To do
Gather every line from the entries below that includes "headlight".

(Referring expression pointing data)
════════
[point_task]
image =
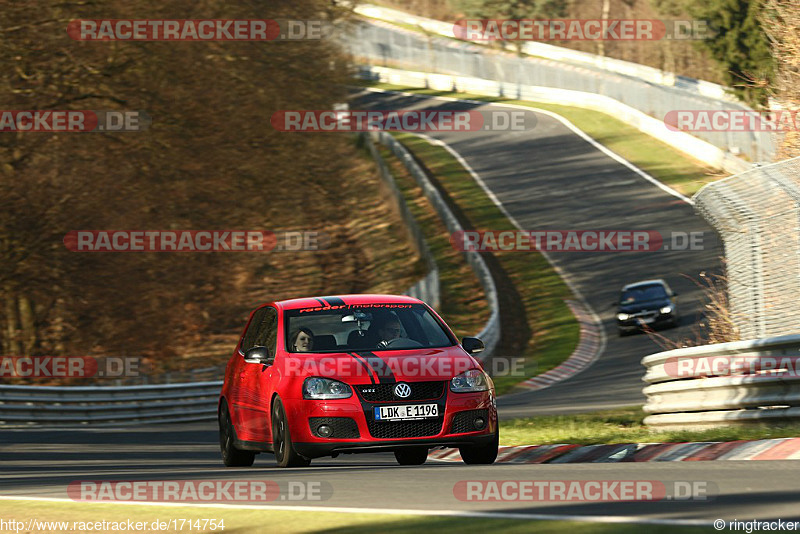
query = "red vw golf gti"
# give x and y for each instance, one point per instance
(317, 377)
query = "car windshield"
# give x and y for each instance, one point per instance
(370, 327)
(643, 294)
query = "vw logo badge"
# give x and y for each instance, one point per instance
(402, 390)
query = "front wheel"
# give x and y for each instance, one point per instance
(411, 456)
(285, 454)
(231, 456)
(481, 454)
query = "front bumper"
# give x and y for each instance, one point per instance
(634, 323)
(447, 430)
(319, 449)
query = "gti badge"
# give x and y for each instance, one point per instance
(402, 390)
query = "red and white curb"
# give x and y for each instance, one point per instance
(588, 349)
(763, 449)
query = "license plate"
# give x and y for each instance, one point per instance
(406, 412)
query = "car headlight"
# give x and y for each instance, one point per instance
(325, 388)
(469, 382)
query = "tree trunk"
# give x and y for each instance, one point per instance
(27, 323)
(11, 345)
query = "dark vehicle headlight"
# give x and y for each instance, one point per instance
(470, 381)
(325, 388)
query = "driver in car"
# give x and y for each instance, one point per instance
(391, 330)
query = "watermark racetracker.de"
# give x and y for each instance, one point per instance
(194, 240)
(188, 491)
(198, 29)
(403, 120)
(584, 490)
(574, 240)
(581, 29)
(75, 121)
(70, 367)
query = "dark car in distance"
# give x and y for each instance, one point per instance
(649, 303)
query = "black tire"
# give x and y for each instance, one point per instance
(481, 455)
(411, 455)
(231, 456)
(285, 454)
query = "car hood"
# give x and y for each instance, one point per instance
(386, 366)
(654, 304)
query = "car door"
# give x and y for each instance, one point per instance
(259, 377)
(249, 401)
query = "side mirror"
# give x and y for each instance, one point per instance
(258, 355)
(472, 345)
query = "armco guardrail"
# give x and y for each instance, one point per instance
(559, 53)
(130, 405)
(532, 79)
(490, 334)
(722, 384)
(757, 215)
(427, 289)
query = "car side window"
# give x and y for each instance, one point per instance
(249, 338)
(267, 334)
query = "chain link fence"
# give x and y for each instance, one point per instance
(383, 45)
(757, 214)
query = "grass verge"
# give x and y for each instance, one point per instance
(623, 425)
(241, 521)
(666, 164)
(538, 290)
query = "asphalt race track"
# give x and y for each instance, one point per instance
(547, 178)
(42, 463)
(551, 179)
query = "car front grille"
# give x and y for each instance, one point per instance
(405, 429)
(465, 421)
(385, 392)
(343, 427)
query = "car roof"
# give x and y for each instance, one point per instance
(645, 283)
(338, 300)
════════
Finished task
query = "car headlight"
query = "dark vehicle headlight"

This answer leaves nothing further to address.